> **Activity**
Leave out the pictures and print the rest of the entries exactly as they stand.

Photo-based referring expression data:
╭──

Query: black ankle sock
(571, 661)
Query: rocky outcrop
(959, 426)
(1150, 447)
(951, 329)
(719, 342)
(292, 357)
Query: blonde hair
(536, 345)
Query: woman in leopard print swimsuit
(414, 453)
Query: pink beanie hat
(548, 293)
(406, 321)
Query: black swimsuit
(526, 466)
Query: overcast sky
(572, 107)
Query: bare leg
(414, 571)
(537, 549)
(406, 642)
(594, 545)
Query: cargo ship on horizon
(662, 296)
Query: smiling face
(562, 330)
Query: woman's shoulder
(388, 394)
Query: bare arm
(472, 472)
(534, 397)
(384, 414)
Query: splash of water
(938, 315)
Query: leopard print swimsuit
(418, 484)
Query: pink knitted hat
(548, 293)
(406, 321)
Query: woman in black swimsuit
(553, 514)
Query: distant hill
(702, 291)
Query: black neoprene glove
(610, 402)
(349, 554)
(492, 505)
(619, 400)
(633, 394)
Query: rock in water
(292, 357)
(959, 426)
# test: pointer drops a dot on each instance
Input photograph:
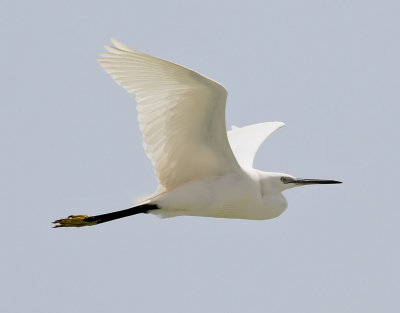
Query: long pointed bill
(301, 181)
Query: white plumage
(200, 172)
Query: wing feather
(245, 141)
(181, 115)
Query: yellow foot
(73, 221)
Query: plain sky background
(70, 143)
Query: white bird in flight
(202, 169)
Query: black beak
(301, 181)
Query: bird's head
(278, 182)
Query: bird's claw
(73, 221)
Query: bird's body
(202, 169)
(234, 195)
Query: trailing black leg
(85, 220)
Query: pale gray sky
(70, 143)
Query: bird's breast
(228, 196)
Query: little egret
(202, 169)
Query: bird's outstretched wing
(245, 141)
(181, 115)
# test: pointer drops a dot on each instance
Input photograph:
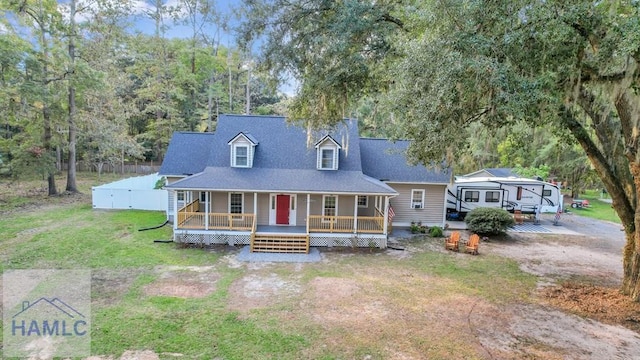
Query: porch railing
(217, 221)
(345, 224)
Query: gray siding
(433, 212)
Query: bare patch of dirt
(256, 291)
(109, 286)
(138, 355)
(184, 282)
(604, 304)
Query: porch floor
(281, 229)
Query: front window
(417, 199)
(363, 201)
(492, 196)
(235, 203)
(471, 196)
(330, 205)
(242, 156)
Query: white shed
(132, 193)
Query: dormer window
(328, 150)
(242, 156)
(327, 156)
(242, 150)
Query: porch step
(280, 243)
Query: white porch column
(355, 214)
(386, 215)
(255, 209)
(175, 209)
(308, 210)
(206, 210)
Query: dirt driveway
(580, 249)
(389, 311)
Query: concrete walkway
(246, 255)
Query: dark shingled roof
(289, 180)
(282, 145)
(286, 158)
(386, 160)
(187, 154)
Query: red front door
(282, 209)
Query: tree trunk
(631, 254)
(71, 168)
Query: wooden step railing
(280, 243)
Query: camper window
(492, 196)
(471, 196)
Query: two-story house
(279, 187)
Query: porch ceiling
(283, 180)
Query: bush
(489, 221)
(435, 231)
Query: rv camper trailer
(509, 193)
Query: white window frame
(486, 197)
(324, 206)
(420, 203)
(334, 157)
(241, 202)
(366, 201)
(234, 160)
(474, 196)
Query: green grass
(597, 209)
(74, 236)
(80, 237)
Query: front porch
(195, 226)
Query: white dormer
(242, 149)
(327, 153)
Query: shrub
(489, 221)
(435, 231)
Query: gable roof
(387, 161)
(286, 159)
(247, 136)
(325, 139)
(283, 145)
(187, 154)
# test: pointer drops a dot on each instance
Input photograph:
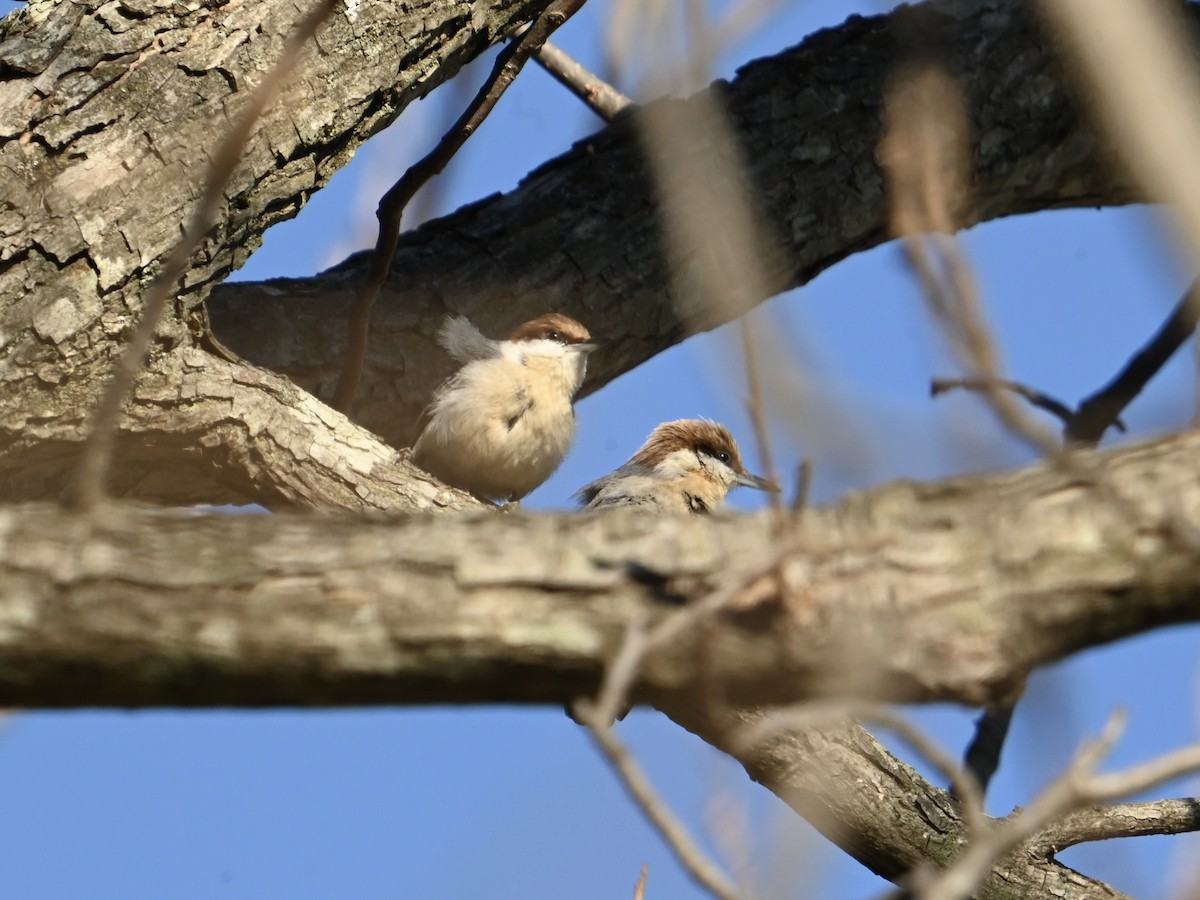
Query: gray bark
(582, 233)
(951, 591)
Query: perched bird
(503, 423)
(685, 466)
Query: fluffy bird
(501, 425)
(684, 467)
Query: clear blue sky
(514, 803)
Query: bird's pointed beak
(757, 483)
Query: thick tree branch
(582, 233)
(949, 592)
(106, 126)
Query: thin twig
(97, 451)
(1120, 820)
(803, 486)
(621, 672)
(640, 887)
(1077, 789)
(600, 97)
(961, 877)
(757, 414)
(640, 789)
(820, 713)
(509, 64)
(1103, 408)
(1038, 399)
(983, 754)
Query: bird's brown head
(705, 438)
(552, 327)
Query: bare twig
(1133, 55)
(1038, 399)
(640, 789)
(757, 414)
(982, 757)
(1103, 408)
(621, 672)
(1077, 789)
(640, 887)
(925, 156)
(817, 714)
(600, 97)
(803, 486)
(1121, 820)
(97, 451)
(509, 64)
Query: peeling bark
(107, 113)
(942, 592)
(582, 232)
(925, 593)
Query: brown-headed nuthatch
(685, 466)
(502, 424)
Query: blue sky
(514, 803)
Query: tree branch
(585, 227)
(951, 592)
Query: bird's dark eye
(723, 455)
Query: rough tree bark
(106, 111)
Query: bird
(684, 467)
(502, 424)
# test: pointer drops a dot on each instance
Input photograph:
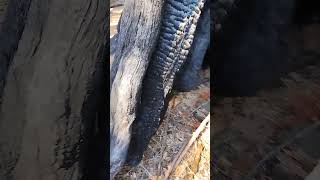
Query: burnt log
(53, 56)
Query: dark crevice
(10, 35)
(94, 149)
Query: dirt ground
(187, 110)
(273, 135)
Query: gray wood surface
(42, 125)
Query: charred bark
(140, 23)
(54, 96)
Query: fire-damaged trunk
(153, 43)
(52, 61)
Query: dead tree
(52, 66)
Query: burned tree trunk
(140, 24)
(52, 56)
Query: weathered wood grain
(50, 92)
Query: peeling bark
(53, 89)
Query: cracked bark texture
(176, 36)
(53, 87)
(137, 36)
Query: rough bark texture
(188, 77)
(53, 87)
(138, 34)
(179, 23)
(12, 24)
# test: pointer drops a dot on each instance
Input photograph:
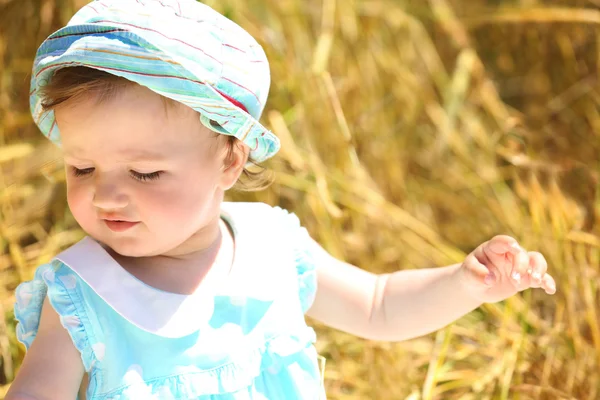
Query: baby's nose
(107, 196)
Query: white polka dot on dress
(69, 281)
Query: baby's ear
(236, 157)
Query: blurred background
(411, 132)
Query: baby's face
(143, 178)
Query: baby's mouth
(119, 226)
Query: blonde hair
(76, 82)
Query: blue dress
(246, 339)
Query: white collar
(153, 310)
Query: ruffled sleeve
(60, 284)
(304, 259)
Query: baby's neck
(183, 272)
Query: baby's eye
(81, 172)
(151, 176)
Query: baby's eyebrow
(130, 156)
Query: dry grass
(412, 131)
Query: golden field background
(411, 132)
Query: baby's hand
(499, 268)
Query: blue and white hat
(180, 49)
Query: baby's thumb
(478, 273)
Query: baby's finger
(502, 244)
(518, 274)
(537, 268)
(549, 284)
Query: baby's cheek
(79, 199)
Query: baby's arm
(411, 303)
(52, 368)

╰──

> **Reply to the task**
Query: black ankle sock
(571, 661)
Query: rocky outcrop
(959, 426)
(1150, 447)
(951, 329)
(719, 342)
(292, 357)
Query: blonde hair
(536, 345)
Query: woman in leopard print swimsuit
(414, 453)
Query: pink beanie hat
(548, 293)
(406, 321)
Query: black swimsuit
(526, 466)
Query: overcast sky
(572, 107)
Query: bare leg
(414, 571)
(537, 549)
(406, 642)
(594, 545)
Query: cargo ship on horizon
(662, 296)
Query: smiling face
(562, 330)
Query: woman's shoulder
(388, 394)
Query: bare arm
(472, 472)
(534, 397)
(384, 414)
Query: splash of water
(938, 315)
Query: leopard print swimsuit
(418, 484)
Query: pink knitted hat
(548, 293)
(406, 321)
Query: woman in black swimsuit
(553, 514)
Query: distant hill
(702, 291)
Query: black neoprene glove
(610, 402)
(349, 554)
(492, 505)
(619, 400)
(633, 394)
Query: rock in water
(292, 357)
(959, 426)
# test: pointer drops a dot on each instance
Input photograph:
Query: long pointed bill
(301, 181)
Query: white plumage
(200, 172)
Query: wing feather
(245, 141)
(181, 115)
Query: yellow foot
(73, 221)
Query: plain sky background
(70, 143)
Query: white bird in flight
(202, 169)
Query: black beak
(301, 181)
Query: bird's head
(278, 182)
Query: bird's claw
(73, 221)
Query: bird's body
(202, 169)
(234, 195)
Query: trailing black leg
(85, 220)
Query: pale gray sky
(70, 143)
Query: bird's breast
(228, 196)
Query: little egret
(202, 169)
Query: bird's outstretched wing
(245, 141)
(181, 115)
# test: pointer drops a dot on each instance
Input photograph:
Query: porch railing
(217, 221)
(345, 224)
Query: gray siding
(433, 212)
Query: bare patch of dirt
(256, 291)
(109, 286)
(138, 355)
(184, 282)
(604, 304)
Query: porch floor
(281, 229)
Query: front window
(417, 199)
(363, 201)
(492, 196)
(235, 203)
(471, 196)
(330, 205)
(242, 156)
Query: white shed
(132, 193)
Query: dormer window
(328, 150)
(242, 156)
(327, 156)
(242, 150)
Query: porch step
(280, 243)
Query: white porch column
(355, 214)
(386, 215)
(255, 209)
(175, 209)
(308, 210)
(206, 210)
Query: dirt driveway
(580, 249)
(389, 311)
Query: concrete walkway
(246, 255)
Query: dark shingled roof
(289, 180)
(282, 145)
(286, 158)
(386, 160)
(187, 154)
Query: red front door
(282, 209)
Query: tree trunk
(631, 254)
(71, 168)
Query: wooden step railing
(280, 243)
Query: camper window
(492, 196)
(471, 196)
Query: two-story house
(279, 187)
Query: porch ceiling
(283, 180)
Query: bush
(489, 221)
(435, 231)
Query: rv camper trailer
(509, 193)
Query: white window frame
(486, 197)
(324, 206)
(420, 203)
(334, 157)
(241, 202)
(366, 201)
(234, 160)
(474, 196)
Query: green grass
(597, 209)
(74, 236)
(80, 237)
Query: front porch
(195, 226)
Query: white dormer
(242, 149)
(327, 153)
Query: shrub
(489, 221)
(435, 231)
Query: gable roof
(387, 161)
(286, 159)
(247, 136)
(325, 139)
(283, 145)
(187, 154)
# test: pointer drops a dot on each instance
Input photograph:
Query: gray bark
(582, 233)
(951, 591)
Query: perched bird
(503, 423)
(685, 466)
Query: fluffy bird
(501, 425)
(684, 467)
Query: clear blue sky
(514, 803)
Query: bird's pointed beak
(757, 483)
Query: thick tree branch
(582, 233)
(949, 592)
(106, 126)
Query: thin twig
(97, 451)
(1120, 820)
(803, 486)
(621, 672)
(640, 887)
(1077, 789)
(600, 97)
(961, 877)
(757, 414)
(640, 789)
(820, 713)
(509, 64)
(1103, 408)
(1038, 399)
(983, 754)
Query: bird's brown head
(705, 438)
(552, 327)
Query: bare twig
(1133, 55)
(1038, 399)
(640, 789)
(757, 414)
(982, 757)
(1103, 408)
(621, 672)
(1077, 789)
(640, 887)
(925, 156)
(817, 714)
(600, 97)
(803, 486)
(1121, 820)
(97, 451)
(509, 64)
Query: peeling bark
(107, 113)
(942, 592)
(582, 232)
(925, 593)
Query: brown-headed nuthatch
(685, 466)
(502, 424)
Query: blue sky
(514, 803)
Query: tree branch
(585, 227)
(951, 592)
Query: bird's dark eye
(723, 455)
Query: rough tree bark
(106, 111)
Query: bird
(684, 467)
(502, 424)
# test: pointer drops a dot on each instance
Input photograph:
Query: burnt log
(53, 56)
Query: dark crevice
(10, 35)
(94, 149)
Query: dirt ground
(187, 110)
(273, 135)
Query: gray wood surface
(42, 125)
Query: charred bark
(140, 23)
(54, 96)
Query: fire-damaged trunk
(153, 43)
(52, 61)
Query: dead tree
(52, 66)
Query: burned tree trunk
(140, 24)
(52, 56)
Query: weathered wood grain
(50, 92)
Query: peeling bark
(53, 89)
Query: cracked bark texture
(176, 36)
(53, 87)
(137, 36)
Query: rough bark texture
(188, 77)
(53, 87)
(138, 34)
(179, 23)
(12, 24)
# test: pointer drops a dot on each instance
Input photograph:
Query: baby's nose
(107, 196)
Query: white polka dot on dress
(69, 281)
Query: baby's ear
(236, 157)
Query: blurred background
(411, 132)
Query: baby's face
(143, 178)
Query: baby's mouth
(119, 226)
Query: blonde hair
(76, 82)
Query: blue dress
(246, 339)
Query: white collar
(153, 310)
Query: ruffled sleeve
(60, 284)
(304, 259)
Query: baby's neck
(183, 272)
Query: baby's eye
(81, 172)
(151, 176)
Query: baby's eyebrow
(130, 156)
Query: dry grass
(412, 131)
Query: golden field background
(411, 132)
Query: baby's hand
(499, 268)
Query: blue and white hat
(180, 49)
Query: baby's thumb
(478, 273)
Query: baby's finger
(502, 244)
(518, 274)
(537, 268)
(549, 284)
Query: baby's cheek
(79, 199)
Query: baby's arm
(411, 303)
(52, 368)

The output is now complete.